**Tugas Tertulis**
Teruskan teks di bawah tentang Ahok dan sampah Bantargebang, mulai dari sesudah kalimat terakhirnya.
====== Teks yang Diberikan ======
Perseteruan baru antara Ahok dengan instansi pemerintah pun kembali bergulir.
Seakan hendak menengahi, Komisi Pemberantasan Korupsi meminta BPK Pusat untuk melakukan audit investigasi terhadap pembelian lahan RS Sumber Waras, dan salah satu cata investigasi itu ialah dengan meminta keterangan dari Ahok.
Ahok memenuhi undangan BPK untuk dimintai keterangan. Namun ketegangan kembali muncul saat permintaan Ahok agar pemeriksaannya dilakukan secara terbuka tak diamini oleh BPK.
Kekesalan Ahok terhadap BPK diperlihatkan dengan menunjukkan sikap sebaliknya. Saat memberikan keterangan di Gedung BPK dan di kantornya Balai Kota DKI Jakarta, Ahok tak henti-hentinya memuji kinerja para auditor BPK.
Namun keesokan harinya saat Ahok ditanya mengenai pemeriksaan itu di Balai Kota DKI Jakarta, dia langsung naik pitam dan kembali memaki-maki BPK.
Singkat cerita, BPK akhirnya menyerahkan hasil audit investigasi ke KPK untuk ditindaklanjuti. Namun masalah tak selesai di situ. Isu bahwa Ahok akan menjadi tersangka kasus Sumber Waras menyeruak pasca-audit investigasi diterima KPK.
Ahok pun langsung menantang KPK untuk benar-benar menindaklanjuti kasus tersebut. Dia mengklaim tak bersalah dan menyebut KPK melakukan kriminalisasi jika sampai menetapkan dia sebagai tersangka.
Hingga kini belum ada pihak yang ditetapkan sebagai tersangka dalam kasus Sumber Waras.
5. Jakarta-Bekasi Tegang gara-gara sampah Bantargebang
Berton-ton sampah dari seluruh penjuru DKI Jakarta selalu dibuang ke Tempat Pengelolaan Sampah Terpadu (TPST) Bantargebang yang terletak di Bekasi, Jawa Barat. Namun Oktober, Bantargebang mendadak enggan menerima sampah dari Jakarta.
====== Informasi yang Ditampilkan ======
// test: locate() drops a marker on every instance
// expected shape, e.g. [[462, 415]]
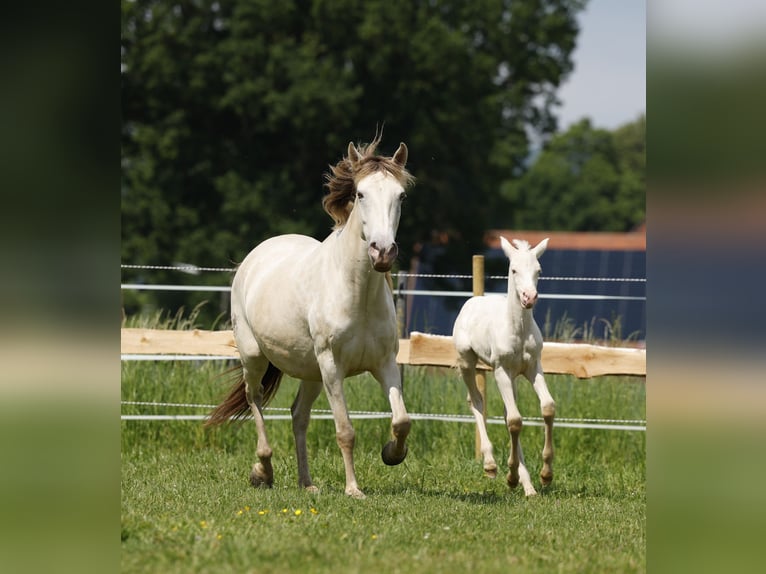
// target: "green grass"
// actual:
[[187, 505]]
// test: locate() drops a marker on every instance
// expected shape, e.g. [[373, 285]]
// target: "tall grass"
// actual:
[[187, 505]]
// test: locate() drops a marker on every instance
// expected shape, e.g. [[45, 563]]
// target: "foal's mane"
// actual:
[[521, 244], [345, 175]]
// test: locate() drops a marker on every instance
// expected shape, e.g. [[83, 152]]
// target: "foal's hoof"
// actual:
[[490, 471], [388, 455], [259, 478]]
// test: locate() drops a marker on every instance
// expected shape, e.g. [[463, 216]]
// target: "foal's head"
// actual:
[[524, 269], [374, 185]]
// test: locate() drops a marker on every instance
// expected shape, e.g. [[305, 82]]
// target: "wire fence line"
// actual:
[[420, 292], [193, 269], [326, 414], [604, 424]]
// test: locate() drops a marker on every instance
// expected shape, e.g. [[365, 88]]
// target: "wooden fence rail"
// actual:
[[581, 360]]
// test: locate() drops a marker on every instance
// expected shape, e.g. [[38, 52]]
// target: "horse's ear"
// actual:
[[353, 153], [400, 157], [540, 248], [508, 249]]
======
**Hasil Akhir**
DPRD Kota Bekasi menuding Ahok telah melanggar perjanjian perihal pengiriman sampah dari Jakarta ke Bantargebang. Hubungan Ahok dengan DPRD Bekasi pun jadi tegang.
Apalagi ditambah niat DPRD Bekasi memanggil Ahok terkait pelanggaran perjanjian kerja sama Nomor 4 Tahun 2009 tentang Pemanfaatan TPST Bantargebang yang diteken Pemkot Bekasi, Pemprov Jakarta, dan PT Godang Tua Jaya selaku pengelola Bantargebang.
Pelanggaran yang dituduhkan kepada Ahok adalah pengangkutan sampah oleh truk yang dilakukan di luar jam operasional, mekanisme penyetoran tipping fee, hingga muatan sampah yang dibuang berlebih.
Mendengar hal itu, Ahok berang dan balik menantang DPRD Bekasi untuk benar-benar menutup akses truk sampah menuju Bantargebang. Tantangan Ahok diterima.
Puluhan truk pengangkut sampah dari Jakarta menuju Bekasi yang melalui kawasan Cileungsi, Bogor, dicegat warga yang menolak kawasannya dilalui truk sampah. Alasan warga saat itu adalah bau tak sedap dari truk sampah mengganggu aktivitas warga.
Awal November, setidaknya ada 500 truk sampah yang dihadang oleh 150 orang warga. Aksi tersebut terjadi sejak pagi hingga malam hari. Buntutnya, Ahok kembali marah dan menuding ada oknum DPRD Bekasi di belakang penghadangan tersebut.
Tak hanya menyalahkan DPRD DKI, Ahok pun menyalahkan PT Godang Tua yang dianggap tak becus dalam mengelola Bantargebang hingga membuat sampah-sampah di sana menumpuk terbengkalai.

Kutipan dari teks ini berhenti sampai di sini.